FRAGMENTO DE LECTURA
————

Siempre me ocurre: cuando pienso en personajes valiosos y ejemplares como Rogelio Naranjo, no puedo evitar voltear a ver el reverso de la moneda.
En la entrega anterior, nos referimos a aquellos «chinguetas» cuyo comportamiento anti ético y vergonzante denigra al periodismo. Dijimos también que esos personajes obscuros que conocí al inicio de mi travesía por el oficio hace más de tres décadas, mucho de ellos siguen activos y, agregamos aquí lo más grave: una parte importante de la nueva camada de jóvenes periodistas han tomado tan pernicioso ejemplo, para convertirse juntos en una suerte de plaga nociva que se resiste morir.
No sé por qué, acaso por ingenuo o iluso (o por pendejo, como me han calificado algunos), siempre he querido pensar que los cartonistas nos cocinamos aparte, que nosotros estamos al margen de aquellos que sucumben a la tentación de vender su conciencia y dignidad al poder en turno. Tal vez porque, los referentes de mi juventud, fueron justamente Naranjo y Rius.

————

EXTRACTOS DE REGISTROS
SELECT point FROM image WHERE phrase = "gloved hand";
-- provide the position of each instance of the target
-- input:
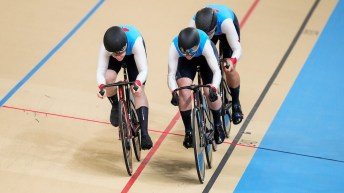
(137, 86)
(175, 99)
(212, 94)
(102, 91)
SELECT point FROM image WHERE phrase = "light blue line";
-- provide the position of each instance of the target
(48, 56)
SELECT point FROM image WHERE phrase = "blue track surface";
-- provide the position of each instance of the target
(303, 150)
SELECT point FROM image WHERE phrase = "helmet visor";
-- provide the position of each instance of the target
(211, 31)
(189, 52)
(121, 51)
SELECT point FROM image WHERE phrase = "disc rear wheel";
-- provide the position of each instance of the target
(198, 144)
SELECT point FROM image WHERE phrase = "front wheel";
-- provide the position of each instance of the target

————

Devuelve, copiada al pie de la letra, la parte del texto sobre los cartonistas que comienza en las palabras "En la entrega" y concluye después de "Naranjo y Rius.". Ninguna tarea requiere consultar los registros.

RESPUESTA COMPLETA
En la entrega anterior, nos referimos a aquellos «chinguetas» cuyo comportamiento anti ético y vergonzante denigra al periodismo. Dijimos también que esos personajes obscuros que conocí al inicio de mi travesía por el oficio hace más de tres décadas, mucho de ellos siguen activos y, agregamos aquí lo más grave: una parte importante de la nueva camada de jóvenes periodistas han tomado tan pernicioso ejemplo, para convertirse juntos en una suerte de plaga nociva que se resiste morir.
No sé por qué, acaso por ingenuo o iluso (o por pendejo, como me han calificado algunos), siempre he querido pensar que los cartonistas nos cocinamos aparte, que nosotros estamos al margen de aquellos que sucumben a la tentación de vender su conciencia y dignidad al poder en turno. Tal vez porque, los referentes de mi juventud, fueron justamente Naranjo y Rius.